__УСЛОВИЕ ЗАДАНИЯ A__: Перечислите все имена переменных из цитируемого фрагмента ниже, в которые загружаются таблицы и в которых нет символа подчеркивания.

__ЦИТИРУЕМЫЙ ФРАГМЕНТ__:
++++++++
In [19]:
import pandas as pd
import os

data_path = './materials/hw_7/customer_database/src'

# Загрузка данных
contact_preference = pd.read_csv(os.path.join(data_path, 'contact_preference.csv'), sep=';')
customer_preferenced_contact_type = pd.read_csv(os.path.join(data_path, 'customer_preferenced_contact_type.csv'), sep=';')
customer = pd.read_csv(os.path.join(data_path, 'customer.csv'), sep=';')
customers_segments = pd.read_csv(os.path.join(data_path, 'customers_segmetns.csv'), sep=';')
location = pd.read_csv(os.path.join(data_path, 'location.csv'), sep=';')
product_feedback = pd.read_csv(os.path.join(data_path, 'product_feedback.csv'), sep=';')
product = pd.read_csv(os.path.join(data_path, 'product.csv'), sep=';')
purchase = pd.read_csv(os.path.join(data_path, 'purchase.csv'), sep=';')
segment = pd.read_csv(os.path.join(data_path, 'segment.csv'), sep=';')
service_feedback = pd.read_csv(os.path.join(data_path, 'service_feedback.csv'), sep=';')
++++++++
__ФРАГМЕНТЫ ДАННЫХ__:
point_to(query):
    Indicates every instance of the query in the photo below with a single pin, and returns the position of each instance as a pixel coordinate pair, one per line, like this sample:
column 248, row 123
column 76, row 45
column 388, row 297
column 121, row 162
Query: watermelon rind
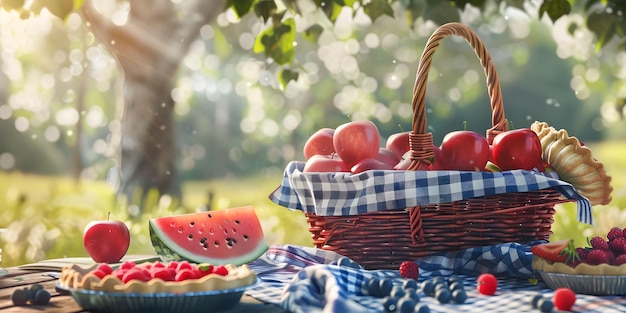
++++++++
__УСЛОВИЕ ЗАДАНИЯ B__: Перепишите все записи, заменив «instance» на «occurrence» и сохранив остальное без изменений. Изображения в ответ не включайте.

__ОТВЕТ К ЗАДАНИЮ A__: customer, location, product, purchase, segment

__ОТВЕТ К ЗАДАНИЮ B__:
point_to(query):
    Indicates every occurrence of the query in the photo below with a single pin, and returns the position of each occurrence as a pixel coordinate pair, one per line, like this sample:
column 248, row 123
column 76, row 45
column 388, row 297
column 121, row 162
Query: watermelon rind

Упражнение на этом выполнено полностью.